### Work instructions
Give again the lines of the data from its first line through the line with "pixel 291 43". Change nothing.

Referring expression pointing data
'''

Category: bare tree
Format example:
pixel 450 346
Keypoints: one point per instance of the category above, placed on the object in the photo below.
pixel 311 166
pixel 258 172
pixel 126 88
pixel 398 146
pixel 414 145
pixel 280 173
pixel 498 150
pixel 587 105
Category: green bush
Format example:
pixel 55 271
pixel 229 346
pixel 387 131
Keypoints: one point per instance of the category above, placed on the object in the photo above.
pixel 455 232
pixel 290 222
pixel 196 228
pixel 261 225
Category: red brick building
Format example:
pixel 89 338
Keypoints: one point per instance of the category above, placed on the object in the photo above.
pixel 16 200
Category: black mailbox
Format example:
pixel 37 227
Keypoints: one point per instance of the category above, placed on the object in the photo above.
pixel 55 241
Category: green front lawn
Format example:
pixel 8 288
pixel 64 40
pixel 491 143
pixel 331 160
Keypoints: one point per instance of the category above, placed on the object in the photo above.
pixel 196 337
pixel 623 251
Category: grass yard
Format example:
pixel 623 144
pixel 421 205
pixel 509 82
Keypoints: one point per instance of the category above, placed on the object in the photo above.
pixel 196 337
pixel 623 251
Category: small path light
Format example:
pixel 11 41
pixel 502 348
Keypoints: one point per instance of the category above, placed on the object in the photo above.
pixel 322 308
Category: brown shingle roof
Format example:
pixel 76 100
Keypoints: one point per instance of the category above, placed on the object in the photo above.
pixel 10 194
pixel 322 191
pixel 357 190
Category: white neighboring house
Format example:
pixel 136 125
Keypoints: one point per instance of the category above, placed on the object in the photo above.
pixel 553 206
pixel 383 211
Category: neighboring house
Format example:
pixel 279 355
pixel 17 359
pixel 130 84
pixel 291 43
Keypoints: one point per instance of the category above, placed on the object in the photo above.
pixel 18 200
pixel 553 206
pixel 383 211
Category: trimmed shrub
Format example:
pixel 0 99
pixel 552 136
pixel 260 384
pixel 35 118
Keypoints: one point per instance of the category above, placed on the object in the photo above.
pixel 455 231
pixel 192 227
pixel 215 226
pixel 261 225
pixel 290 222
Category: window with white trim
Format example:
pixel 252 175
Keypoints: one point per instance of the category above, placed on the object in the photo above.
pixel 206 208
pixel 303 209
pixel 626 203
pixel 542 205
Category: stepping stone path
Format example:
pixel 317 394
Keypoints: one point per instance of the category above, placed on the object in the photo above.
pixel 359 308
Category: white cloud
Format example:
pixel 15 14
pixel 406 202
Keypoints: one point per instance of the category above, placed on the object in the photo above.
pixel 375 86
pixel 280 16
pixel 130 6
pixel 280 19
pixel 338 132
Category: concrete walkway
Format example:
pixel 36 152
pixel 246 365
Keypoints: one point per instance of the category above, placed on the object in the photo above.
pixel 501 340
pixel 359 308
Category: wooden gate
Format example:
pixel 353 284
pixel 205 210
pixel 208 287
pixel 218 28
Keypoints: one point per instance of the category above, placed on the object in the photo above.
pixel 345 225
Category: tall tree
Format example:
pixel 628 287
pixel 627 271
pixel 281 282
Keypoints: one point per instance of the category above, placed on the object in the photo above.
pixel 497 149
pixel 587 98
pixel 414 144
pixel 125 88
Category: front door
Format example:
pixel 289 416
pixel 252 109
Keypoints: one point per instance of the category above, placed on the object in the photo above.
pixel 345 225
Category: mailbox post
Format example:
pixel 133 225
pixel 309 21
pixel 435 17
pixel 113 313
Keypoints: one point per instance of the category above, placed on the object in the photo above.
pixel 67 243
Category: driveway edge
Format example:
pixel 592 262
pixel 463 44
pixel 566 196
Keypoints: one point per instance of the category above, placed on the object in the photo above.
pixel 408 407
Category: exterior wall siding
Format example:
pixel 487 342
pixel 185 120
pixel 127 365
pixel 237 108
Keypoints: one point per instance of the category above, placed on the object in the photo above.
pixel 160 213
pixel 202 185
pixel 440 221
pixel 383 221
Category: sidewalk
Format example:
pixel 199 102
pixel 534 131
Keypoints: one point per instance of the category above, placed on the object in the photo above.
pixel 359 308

'''

### Output below
Category: bare tree
Format example:
pixel 450 346
Keypoints: one point per instance of the category above, placed on the object in the photo below.
pixel 311 166
pixel 258 172
pixel 126 88
pixel 398 146
pixel 414 145
pixel 280 173
pixel 498 150
pixel 587 105
Category: green bush
Format example:
pixel 55 271
pixel 229 346
pixel 387 131
Keypoints: one point per instance of the category above, placed on the object in the photo above.
pixel 455 232
pixel 290 222
pixel 196 228
pixel 261 225
Category: red brick building
Format example:
pixel 89 338
Keypoints: one point per instance of the category above, placed on the object in the photo above.
pixel 16 200
Category: black mailbox
Format example:
pixel 37 227
Keypoints: one point per instance of the category above, placed on the object in the photo above.
pixel 55 241
Category: green front lawn
Format example:
pixel 8 288
pixel 64 40
pixel 491 143
pixel 331 160
Keypoints: one point per instance of the category above, placed on the object in the photo above.
pixel 196 337
pixel 623 251
Category: grass yard
Format example:
pixel 623 144
pixel 421 205
pixel 509 82
Keypoints: one point per instance of the category above, placed on the object in the photo above.
pixel 196 337
pixel 623 251
Category: small path light
Format example:
pixel 11 41
pixel 502 348
Keypoints: one point per instance of the category above, placed on the object in the photo above.
pixel 322 308
Category: brown shingle roof
Format example:
pixel 76 100
Keypoints: one point per instance of the category above, placed on the object in the photo above.
pixel 10 194
pixel 322 191
pixel 357 190
Category: white neighboring house
Format example:
pixel 136 125
Keypoints: one point per instance of the category above, placed on the object in the photo above.
pixel 553 206
pixel 383 211
Category: neighboring house
Format example:
pixel 279 355
pixel 17 359
pixel 130 84
pixel 291 43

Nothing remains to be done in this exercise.